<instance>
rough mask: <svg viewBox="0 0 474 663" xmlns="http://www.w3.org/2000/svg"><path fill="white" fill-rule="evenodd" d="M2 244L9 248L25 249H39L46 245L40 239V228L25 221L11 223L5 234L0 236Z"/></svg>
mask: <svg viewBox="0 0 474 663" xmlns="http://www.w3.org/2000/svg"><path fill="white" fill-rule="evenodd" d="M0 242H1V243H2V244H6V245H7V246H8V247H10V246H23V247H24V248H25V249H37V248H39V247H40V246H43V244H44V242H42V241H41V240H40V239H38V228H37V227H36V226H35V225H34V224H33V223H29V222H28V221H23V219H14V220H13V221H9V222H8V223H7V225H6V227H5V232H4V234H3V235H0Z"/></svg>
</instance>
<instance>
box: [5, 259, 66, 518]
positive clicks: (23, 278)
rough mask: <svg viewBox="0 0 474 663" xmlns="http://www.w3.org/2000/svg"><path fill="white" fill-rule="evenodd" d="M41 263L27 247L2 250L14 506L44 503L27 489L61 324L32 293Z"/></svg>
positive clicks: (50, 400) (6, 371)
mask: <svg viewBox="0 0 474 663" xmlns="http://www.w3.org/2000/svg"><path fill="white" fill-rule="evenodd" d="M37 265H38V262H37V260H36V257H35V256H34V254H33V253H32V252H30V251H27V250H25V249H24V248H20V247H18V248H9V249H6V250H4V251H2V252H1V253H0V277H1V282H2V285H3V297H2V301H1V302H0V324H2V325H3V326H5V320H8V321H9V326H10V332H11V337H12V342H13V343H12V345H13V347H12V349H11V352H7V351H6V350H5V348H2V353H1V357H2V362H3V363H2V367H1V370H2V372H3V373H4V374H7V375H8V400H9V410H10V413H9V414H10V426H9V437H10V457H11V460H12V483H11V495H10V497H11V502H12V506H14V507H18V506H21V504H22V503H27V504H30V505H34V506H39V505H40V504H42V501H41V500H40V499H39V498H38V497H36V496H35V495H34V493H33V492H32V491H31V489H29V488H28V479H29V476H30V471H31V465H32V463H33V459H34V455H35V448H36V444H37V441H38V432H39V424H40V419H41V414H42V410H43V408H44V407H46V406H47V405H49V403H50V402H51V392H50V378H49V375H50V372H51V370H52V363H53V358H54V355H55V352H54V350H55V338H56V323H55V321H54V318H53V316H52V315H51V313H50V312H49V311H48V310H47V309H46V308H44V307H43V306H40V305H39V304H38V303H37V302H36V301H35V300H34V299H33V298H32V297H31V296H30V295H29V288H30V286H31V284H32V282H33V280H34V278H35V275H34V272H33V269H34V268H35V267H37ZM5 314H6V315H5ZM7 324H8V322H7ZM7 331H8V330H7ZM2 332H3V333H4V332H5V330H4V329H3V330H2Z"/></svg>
━━━━━━━━━━━━━━━━
* _Exercise_
The reply should hold only the lines of the listing above starting at the line containing "box: [5, 259, 66, 518]" and ending at the line containing "263L27 247L2 250L14", exactly as written.

* _Solution to this task_
box: [5, 259, 66, 518]
positive clicks: (23, 278)
rough mask: <svg viewBox="0 0 474 663" xmlns="http://www.w3.org/2000/svg"><path fill="white" fill-rule="evenodd" d="M41 263L27 247L2 250L14 506L44 503L27 489L61 324L32 293Z"/></svg>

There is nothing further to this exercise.